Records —
++++++++++
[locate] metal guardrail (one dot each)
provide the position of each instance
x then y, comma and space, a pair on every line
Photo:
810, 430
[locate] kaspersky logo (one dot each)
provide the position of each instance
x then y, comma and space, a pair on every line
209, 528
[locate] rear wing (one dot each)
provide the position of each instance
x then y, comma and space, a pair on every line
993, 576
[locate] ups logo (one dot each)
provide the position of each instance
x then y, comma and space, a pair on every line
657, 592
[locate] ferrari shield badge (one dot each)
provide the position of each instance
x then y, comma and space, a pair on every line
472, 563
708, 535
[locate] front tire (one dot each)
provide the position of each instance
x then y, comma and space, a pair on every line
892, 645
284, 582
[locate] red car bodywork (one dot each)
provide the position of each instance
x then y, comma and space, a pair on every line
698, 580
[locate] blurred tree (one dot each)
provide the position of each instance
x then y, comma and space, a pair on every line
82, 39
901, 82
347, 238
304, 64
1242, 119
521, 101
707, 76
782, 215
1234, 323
++++++++++
DESCRIPTION OF THE TASK — Present all of the data above as a numbered list, omitting any blank lines.

RESULT —
1. [locate] metal guardrail (one dot each)
2. provide the position of each instance
3. x then y, comma and space, a pair on every line
4. Photo:
5. 810, 430
6. [locate] kaspersky logo (one dot each)
7. provide the position of each instance
8. x then y, comma and space, a pair on every line
9. 209, 528
10. [locate] rear wing (one dot each)
11. provide the position of each instance
12. x then y, comma and space, a pair on every line
13. 993, 576
14. [locate] ups logo (one dot each)
15. provide the position of each instance
16. x then y, comma and space, a pair on every line
17. 657, 592
18. [locate] ferrari shield badge (one dot each)
19. provide the position of each instance
20. x then y, comma and space, a pair on every line
21. 472, 563
22. 708, 535
23. [locate] front tire (one dot each)
24. provide the position of each instance
25. x then y, comma and space, a pair on every line
26. 892, 645
27. 284, 582
28. [locate] red car bodywork (one dot each)
29. provide the position of each instance
30. x then y, comma and space, a pair on every line
31. 698, 580
32. [locate] blurred tree (one dot each)
33. provide the position of each instance
34. x then y, comma and space, a pair on every line
35. 82, 39
36. 901, 82
37. 347, 238
38. 304, 64
39. 1242, 119
40. 521, 101
41. 707, 76
42. 782, 215
43. 1234, 323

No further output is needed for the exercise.